» **CONSIGNE A**: Dans l'extrait ci-dessous sur les grèves et la continuité du service public, reformulez sous forme de liste à puces le paragraphe commençant par « - deuxième constat », sans perdre ses chiffres.

═══ EXTRAIT CITÉ ═══

Texte intégral
Mesdames et messieurs,
J'ai eu de nombreuses occasions de m'exprimer ces dernières semaines sur les grèves qui ont eu lieu, et parallèlement sur l'avancée des discussions sur la continuité du service public. Vous vous souvenez sans doute que j'avais proposé aux parlementaires en décembre dernier de poursuivre la démarche contractuelle. Accord m'avait été donné sur cette démarche, avec la nécessité toutefois d'obtenir des résultats tangibles. Je souhaite donc aujourd'hui axer ce bilan d'étape sur les résultats obtenus mais aussi sur ceux que je juge indispensables à un bon traitement de la question.
Des avancées sont à noter depuis ces dernières semaines -j'y reviendrai-, mais compte-tenu du déroulement des grèves de janvier et mars notamment, j'estime aujourd'hui que "le compte n'y est pas" pour les usagers :
- premier constat, des grèves ont engendré de fortes perturbations alors même que selon moi leur motif aurait dû être désamorcé avant, dans le cadre d'une démarche de concertation immédiate. Pour être très clair, je ne trouve pas normal que le sujet de la notation au mérite à la SNCF n'ait pas pu être traité à froid, ce qui aurait évité les perturbations rencontrées ; autant je peux comprendre une réaction d'émotion ponctuelle comme celle qui avait fait suite à l'agression d'une contrôleuse, autant ces "prises en otage", et j'ai en tête les images de la grève du 24 mars à Paris Est et Paris Nord, d'une majorité de voyageurs du fait de sujets concernant une minorité de personnels ne sont pas compréhensibles et sont l'exemple type de ce que nous devons éviter à l'avenir,
- deuxième constat, nous avons encore un écart trop important entre le nombre de personnels présents et le service effectué. Lors de la grève du 10 mars à la SNCF, avec 70% de personnels présents en moyenne, seuls 30% du service ont été effectués, avec 1 Corail sur 3 et 1 TER sur 4 !

═══

» **CONSIGNE B**: Renvoyez chaque ligne des enregistrements ci-dessous contenant la chaîne « short ».

═══ DONNÉES D'ENTRÉE ═══

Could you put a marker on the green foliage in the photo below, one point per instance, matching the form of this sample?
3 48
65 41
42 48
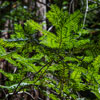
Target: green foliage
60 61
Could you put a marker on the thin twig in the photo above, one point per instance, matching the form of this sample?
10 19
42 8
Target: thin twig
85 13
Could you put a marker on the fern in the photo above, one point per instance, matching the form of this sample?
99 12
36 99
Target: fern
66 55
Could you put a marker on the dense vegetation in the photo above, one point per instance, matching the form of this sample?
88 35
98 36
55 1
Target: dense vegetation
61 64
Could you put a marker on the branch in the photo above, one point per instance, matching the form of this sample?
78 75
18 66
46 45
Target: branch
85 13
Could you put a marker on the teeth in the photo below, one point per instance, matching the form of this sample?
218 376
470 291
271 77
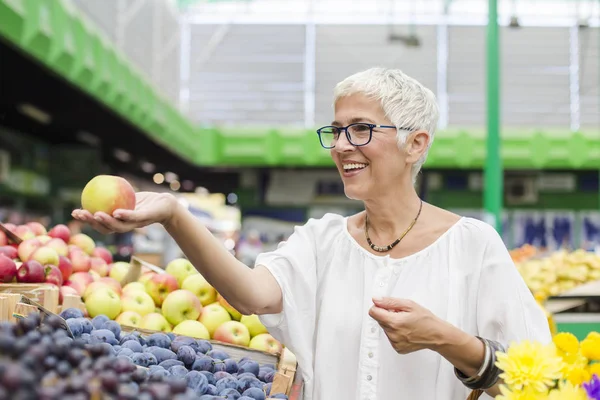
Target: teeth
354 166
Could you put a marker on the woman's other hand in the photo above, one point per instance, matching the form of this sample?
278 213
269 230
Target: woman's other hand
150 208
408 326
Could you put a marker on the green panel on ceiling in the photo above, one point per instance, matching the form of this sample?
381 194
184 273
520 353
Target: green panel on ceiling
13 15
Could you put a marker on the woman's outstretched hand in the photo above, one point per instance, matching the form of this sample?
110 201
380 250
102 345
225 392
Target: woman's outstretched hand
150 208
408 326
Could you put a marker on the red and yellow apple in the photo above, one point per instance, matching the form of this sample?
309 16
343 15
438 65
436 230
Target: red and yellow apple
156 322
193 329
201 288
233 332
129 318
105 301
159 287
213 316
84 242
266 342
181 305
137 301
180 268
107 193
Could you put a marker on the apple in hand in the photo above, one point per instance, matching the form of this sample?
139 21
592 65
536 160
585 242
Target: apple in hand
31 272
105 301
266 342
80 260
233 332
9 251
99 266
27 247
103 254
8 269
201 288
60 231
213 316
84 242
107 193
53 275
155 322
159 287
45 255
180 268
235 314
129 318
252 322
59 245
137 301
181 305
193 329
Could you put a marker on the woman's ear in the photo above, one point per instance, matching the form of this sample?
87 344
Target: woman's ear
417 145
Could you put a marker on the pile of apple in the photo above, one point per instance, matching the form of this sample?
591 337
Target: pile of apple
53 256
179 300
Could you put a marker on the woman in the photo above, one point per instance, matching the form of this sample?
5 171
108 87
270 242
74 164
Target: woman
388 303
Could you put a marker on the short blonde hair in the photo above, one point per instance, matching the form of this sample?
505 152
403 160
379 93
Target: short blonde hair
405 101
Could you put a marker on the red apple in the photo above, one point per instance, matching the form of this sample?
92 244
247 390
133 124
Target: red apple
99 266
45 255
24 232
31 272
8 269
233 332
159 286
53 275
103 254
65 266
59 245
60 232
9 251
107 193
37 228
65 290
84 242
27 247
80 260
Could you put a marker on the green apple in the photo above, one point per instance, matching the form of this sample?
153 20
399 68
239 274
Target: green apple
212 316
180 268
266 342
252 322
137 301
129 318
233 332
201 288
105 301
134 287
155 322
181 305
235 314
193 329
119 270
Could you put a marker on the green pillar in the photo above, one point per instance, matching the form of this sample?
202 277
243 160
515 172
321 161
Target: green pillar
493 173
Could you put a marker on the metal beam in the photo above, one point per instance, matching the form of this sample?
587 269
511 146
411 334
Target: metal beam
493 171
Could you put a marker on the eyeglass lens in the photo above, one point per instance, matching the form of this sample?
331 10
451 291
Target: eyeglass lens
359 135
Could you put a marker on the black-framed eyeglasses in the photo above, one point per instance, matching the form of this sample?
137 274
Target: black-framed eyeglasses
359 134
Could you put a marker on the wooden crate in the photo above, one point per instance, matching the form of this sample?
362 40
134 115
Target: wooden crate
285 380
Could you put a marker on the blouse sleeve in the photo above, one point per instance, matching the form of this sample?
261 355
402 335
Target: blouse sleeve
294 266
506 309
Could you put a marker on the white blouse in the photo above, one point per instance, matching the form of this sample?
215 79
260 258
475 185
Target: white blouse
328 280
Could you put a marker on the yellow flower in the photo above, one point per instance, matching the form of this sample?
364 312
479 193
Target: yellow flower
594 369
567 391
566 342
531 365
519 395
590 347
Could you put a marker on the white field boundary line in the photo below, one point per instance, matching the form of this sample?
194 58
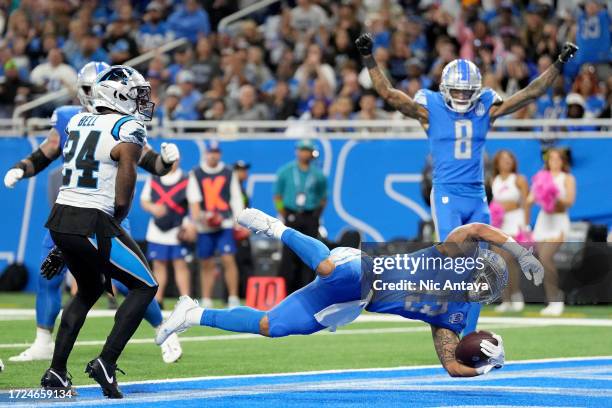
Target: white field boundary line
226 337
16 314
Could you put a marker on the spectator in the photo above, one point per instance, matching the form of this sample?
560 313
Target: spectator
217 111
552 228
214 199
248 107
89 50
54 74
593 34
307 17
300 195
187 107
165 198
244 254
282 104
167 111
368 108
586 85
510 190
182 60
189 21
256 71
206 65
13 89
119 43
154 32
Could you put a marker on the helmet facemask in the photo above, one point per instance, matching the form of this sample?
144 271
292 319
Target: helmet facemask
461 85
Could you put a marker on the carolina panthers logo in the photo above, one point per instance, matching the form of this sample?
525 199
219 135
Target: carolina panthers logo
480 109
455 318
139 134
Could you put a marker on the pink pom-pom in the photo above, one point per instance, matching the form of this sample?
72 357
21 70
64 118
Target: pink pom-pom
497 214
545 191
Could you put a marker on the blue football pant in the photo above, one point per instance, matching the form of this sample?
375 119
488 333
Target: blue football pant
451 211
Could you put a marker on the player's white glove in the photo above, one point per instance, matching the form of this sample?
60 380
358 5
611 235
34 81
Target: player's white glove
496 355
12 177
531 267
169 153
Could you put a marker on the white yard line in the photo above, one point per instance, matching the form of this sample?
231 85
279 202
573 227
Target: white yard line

═══

» **RÉPONSE ATTENDUE A**:
- Deuxième constat : l'écart entre le nombre de personnels présents et le service effectué reste trop important.
- Grève du 10 mars à la SNCF : 70 % de personnels présents en moyenne.
- Seuls 30 % du service ont été effectués.
- Circulation : 1 Corail sur 3 et 1 TER sur 4.

» **RÉPONSE ATTENDUE B**:
Could you put a marker on the short blonde hair in the photo above, one point per instance, matching the form of this sample?
Target: short blonde hair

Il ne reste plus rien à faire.